• Material for the task:
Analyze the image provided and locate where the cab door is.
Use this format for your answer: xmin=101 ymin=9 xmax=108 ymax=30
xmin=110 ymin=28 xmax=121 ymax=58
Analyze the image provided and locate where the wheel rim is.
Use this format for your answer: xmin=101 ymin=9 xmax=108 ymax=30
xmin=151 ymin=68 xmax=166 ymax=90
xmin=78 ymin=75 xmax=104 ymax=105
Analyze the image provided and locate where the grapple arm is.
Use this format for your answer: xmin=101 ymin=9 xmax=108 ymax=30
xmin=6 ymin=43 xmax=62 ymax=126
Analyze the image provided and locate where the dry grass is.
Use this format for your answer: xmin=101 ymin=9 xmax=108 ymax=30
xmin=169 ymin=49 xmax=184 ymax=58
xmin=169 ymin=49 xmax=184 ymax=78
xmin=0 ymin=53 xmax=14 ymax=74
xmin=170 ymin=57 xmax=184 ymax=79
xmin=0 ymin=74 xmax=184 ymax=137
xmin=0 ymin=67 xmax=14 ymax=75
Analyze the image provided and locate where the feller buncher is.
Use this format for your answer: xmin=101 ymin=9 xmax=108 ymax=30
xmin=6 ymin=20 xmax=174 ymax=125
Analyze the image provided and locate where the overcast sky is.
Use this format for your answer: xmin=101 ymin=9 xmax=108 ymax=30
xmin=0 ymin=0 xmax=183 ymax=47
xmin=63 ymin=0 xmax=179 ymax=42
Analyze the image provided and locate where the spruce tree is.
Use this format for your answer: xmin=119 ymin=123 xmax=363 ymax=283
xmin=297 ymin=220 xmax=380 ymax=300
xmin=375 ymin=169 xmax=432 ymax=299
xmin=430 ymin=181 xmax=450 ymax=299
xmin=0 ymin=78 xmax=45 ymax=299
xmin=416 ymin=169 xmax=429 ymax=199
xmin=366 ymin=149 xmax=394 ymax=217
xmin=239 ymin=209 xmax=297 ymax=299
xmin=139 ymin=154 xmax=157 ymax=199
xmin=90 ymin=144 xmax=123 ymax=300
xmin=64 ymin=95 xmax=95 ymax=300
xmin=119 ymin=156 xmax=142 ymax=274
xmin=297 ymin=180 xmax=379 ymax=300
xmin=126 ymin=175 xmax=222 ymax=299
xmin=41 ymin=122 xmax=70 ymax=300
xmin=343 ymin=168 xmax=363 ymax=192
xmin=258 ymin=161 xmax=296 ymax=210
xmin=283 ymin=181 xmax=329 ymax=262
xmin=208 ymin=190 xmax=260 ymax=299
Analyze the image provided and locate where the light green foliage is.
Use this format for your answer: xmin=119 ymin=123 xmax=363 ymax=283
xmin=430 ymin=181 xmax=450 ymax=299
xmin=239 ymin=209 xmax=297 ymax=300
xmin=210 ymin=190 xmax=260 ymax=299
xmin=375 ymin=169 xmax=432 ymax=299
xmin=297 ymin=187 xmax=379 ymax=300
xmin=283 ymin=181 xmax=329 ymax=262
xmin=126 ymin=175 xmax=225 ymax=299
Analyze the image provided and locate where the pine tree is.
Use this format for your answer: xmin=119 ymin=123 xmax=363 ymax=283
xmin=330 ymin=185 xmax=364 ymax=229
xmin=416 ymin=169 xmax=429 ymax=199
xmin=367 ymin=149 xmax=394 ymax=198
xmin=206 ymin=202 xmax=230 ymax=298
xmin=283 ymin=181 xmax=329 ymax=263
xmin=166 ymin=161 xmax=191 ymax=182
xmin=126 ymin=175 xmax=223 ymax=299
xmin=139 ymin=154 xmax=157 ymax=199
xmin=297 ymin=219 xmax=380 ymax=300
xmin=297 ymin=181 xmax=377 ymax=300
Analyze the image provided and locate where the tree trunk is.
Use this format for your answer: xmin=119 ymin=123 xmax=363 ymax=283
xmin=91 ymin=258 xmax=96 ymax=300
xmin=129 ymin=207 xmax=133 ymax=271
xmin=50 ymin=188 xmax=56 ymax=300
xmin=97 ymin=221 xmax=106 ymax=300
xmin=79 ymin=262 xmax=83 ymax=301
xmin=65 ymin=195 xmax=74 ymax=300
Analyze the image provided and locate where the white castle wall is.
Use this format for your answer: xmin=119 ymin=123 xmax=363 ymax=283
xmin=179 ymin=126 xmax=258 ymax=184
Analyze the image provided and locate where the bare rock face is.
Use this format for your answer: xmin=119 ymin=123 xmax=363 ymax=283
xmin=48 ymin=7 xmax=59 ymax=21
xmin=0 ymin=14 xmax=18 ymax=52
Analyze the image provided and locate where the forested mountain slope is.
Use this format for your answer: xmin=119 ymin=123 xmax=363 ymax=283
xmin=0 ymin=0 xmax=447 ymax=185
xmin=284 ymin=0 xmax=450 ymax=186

• What you should do: Exactly the lines from the one containing "Analyze the image provided and locate where the tree" through the end of the listing above, inclusive, are to be written out, and no others.

• Written reply:
Analyze the image provided and locate where the tree trunk is.
Use this format for your answer: xmin=119 ymin=123 xmax=363 ymax=283
xmin=91 ymin=258 xmax=96 ymax=300
xmin=129 ymin=207 xmax=133 ymax=271
xmin=50 ymin=188 xmax=56 ymax=300
xmin=97 ymin=221 xmax=106 ymax=300
xmin=79 ymin=262 xmax=83 ymax=301
xmin=65 ymin=195 xmax=74 ymax=300
Analyze the image provided and locate where the white castle wall is.
Use this format for your answer: xmin=119 ymin=123 xmax=363 ymax=283
xmin=179 ymin=126 xmax=258 ymax=184
Analyze the image provided and locate where the bare rock face is.
Use this format for your answer: xmin=119 ymin=123 xmax=363 ymax=283
xmin=48 ymin=7 xmax=59 ymax=21
xmin=0 ymin=14 xmax=18 ymax=52
Analyze the image provided and locate where the forested mountain slope is.
Use this format for your answer: xmin=119 ymin=123 xmax=363 ymax=283
xmin=0 ymin=0 xmax=447 ymax=185
xmin=284 ymin=0 xmax=450 ymax=186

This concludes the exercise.